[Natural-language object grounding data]
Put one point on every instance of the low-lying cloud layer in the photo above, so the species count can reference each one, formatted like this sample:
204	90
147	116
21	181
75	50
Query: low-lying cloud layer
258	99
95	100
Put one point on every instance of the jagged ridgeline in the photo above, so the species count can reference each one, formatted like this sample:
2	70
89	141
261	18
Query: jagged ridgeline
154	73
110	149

* * *

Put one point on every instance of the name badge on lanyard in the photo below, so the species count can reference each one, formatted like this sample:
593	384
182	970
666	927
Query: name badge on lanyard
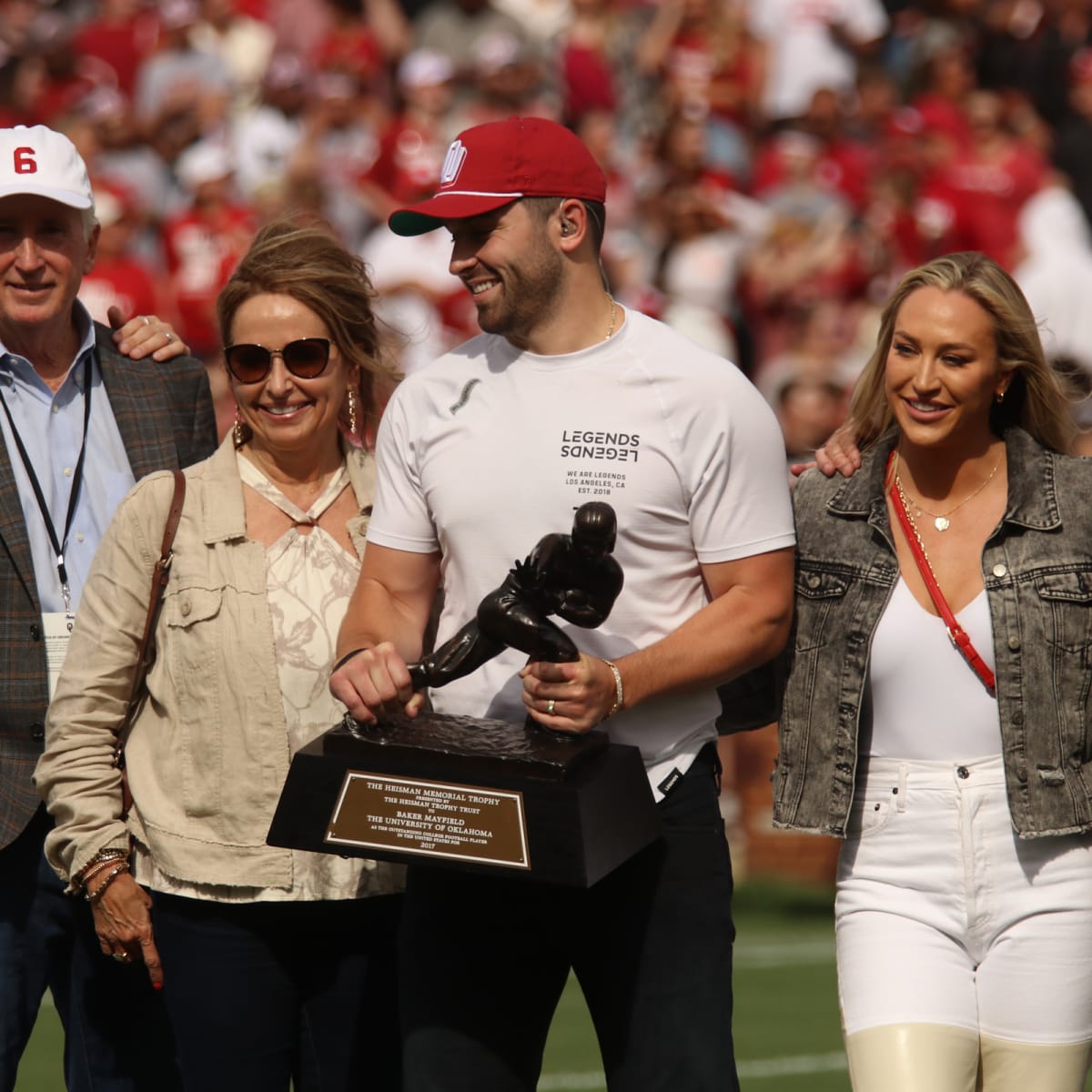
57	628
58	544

==

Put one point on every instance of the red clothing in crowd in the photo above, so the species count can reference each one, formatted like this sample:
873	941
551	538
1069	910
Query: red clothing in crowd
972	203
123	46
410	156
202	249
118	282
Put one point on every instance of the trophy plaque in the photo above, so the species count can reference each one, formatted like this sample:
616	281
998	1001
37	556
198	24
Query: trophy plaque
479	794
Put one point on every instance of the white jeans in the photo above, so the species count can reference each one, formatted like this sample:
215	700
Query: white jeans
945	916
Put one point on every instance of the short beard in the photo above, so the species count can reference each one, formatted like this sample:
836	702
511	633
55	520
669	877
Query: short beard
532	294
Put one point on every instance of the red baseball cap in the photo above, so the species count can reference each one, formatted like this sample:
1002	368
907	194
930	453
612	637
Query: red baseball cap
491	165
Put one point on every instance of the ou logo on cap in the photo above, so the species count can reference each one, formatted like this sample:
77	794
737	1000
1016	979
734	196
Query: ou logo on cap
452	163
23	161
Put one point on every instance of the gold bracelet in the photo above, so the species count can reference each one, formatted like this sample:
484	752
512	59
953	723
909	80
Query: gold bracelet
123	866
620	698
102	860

EXERCISE DIRECTIONS
In the entries above, find each line with "like" and copy it.

TASK OUTPUT
Put one point on every instance of the low-lying cloud layer in the photo above, so the species count can reference each one, formatted like this sample:
Put one point on every instance of the jagged ridgeline in the photo above, so the species count can reference each one, formatted like this sample:
Put one point on every instance of the name badge on lanyard in the photo below, so the species count can reference each one, formatted like this sample:
Put one point on every instance of the red clothing in crowd in the photo above, so the species count can reference each one, formatted like this sample:
Put one point on every instance of the trophy plaque in the photo above, so the species count can reference each one, formatted like this sample:
Put one point on every instance of the white jeans in the photo above, so the species count can reference each one, formatted like this sample:
Put one point on every instance of the short beard in the photo above, so the species count can reference each one, formatted like this sample:
Put one point on every instance of the red baseball cap in the photo above, so the species count can reference each one, formatted like this sample:
Put one point on every instance of the ou logo on cap in the photo above, so the species count can reference each one, formatted like this sample:
Put one point on every instance of the gold bracelet in the photo above, so the species count can reference each one, formatted like this sample:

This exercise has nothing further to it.